> The task
Lines with "water" in them are to be located in the listing below and copied.
◇ ◇ ◇ ◇ ◇ ◇ ◇
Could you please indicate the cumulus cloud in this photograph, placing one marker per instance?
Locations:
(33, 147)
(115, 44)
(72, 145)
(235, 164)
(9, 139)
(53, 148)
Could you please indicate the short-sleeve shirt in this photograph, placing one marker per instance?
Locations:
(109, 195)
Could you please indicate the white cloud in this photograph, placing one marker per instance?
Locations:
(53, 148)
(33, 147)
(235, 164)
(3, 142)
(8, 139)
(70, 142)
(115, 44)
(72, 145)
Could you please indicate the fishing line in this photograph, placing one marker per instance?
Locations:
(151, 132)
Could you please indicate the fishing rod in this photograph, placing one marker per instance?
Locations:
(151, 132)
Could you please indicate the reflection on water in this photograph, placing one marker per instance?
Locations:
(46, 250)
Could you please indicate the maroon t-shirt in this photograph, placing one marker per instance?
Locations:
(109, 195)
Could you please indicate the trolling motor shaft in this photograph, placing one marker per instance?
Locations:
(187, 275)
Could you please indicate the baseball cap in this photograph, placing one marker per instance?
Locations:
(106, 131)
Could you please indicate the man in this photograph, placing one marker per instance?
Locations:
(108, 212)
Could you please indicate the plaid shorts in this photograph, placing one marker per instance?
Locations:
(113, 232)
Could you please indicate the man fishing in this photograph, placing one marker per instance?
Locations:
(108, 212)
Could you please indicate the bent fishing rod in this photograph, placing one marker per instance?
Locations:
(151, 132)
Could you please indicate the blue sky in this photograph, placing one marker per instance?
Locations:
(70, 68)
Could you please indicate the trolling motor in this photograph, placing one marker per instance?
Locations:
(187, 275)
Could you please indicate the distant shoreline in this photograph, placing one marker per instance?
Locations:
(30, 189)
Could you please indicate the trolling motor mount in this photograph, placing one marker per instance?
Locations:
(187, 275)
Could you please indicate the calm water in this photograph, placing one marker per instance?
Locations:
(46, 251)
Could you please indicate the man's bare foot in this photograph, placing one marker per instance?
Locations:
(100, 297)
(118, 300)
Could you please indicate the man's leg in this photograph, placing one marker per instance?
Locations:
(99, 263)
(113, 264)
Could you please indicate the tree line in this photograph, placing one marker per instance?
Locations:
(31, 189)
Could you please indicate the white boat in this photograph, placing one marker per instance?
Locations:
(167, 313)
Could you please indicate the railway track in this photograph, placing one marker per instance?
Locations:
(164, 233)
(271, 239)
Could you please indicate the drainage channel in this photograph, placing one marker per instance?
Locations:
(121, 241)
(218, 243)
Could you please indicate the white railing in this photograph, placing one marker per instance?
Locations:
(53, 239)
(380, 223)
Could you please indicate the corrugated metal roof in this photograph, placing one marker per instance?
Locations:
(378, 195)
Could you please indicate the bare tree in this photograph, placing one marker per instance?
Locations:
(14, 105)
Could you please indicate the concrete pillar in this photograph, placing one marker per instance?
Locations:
◇ ◇ ◇ ◇ ◇ ◇ ◇
> Response box
Could you please indicate the reflection on water in this photograph, placing one marker per instance?
Could you please indicate the calm water in this photograph, placing one marker per instance?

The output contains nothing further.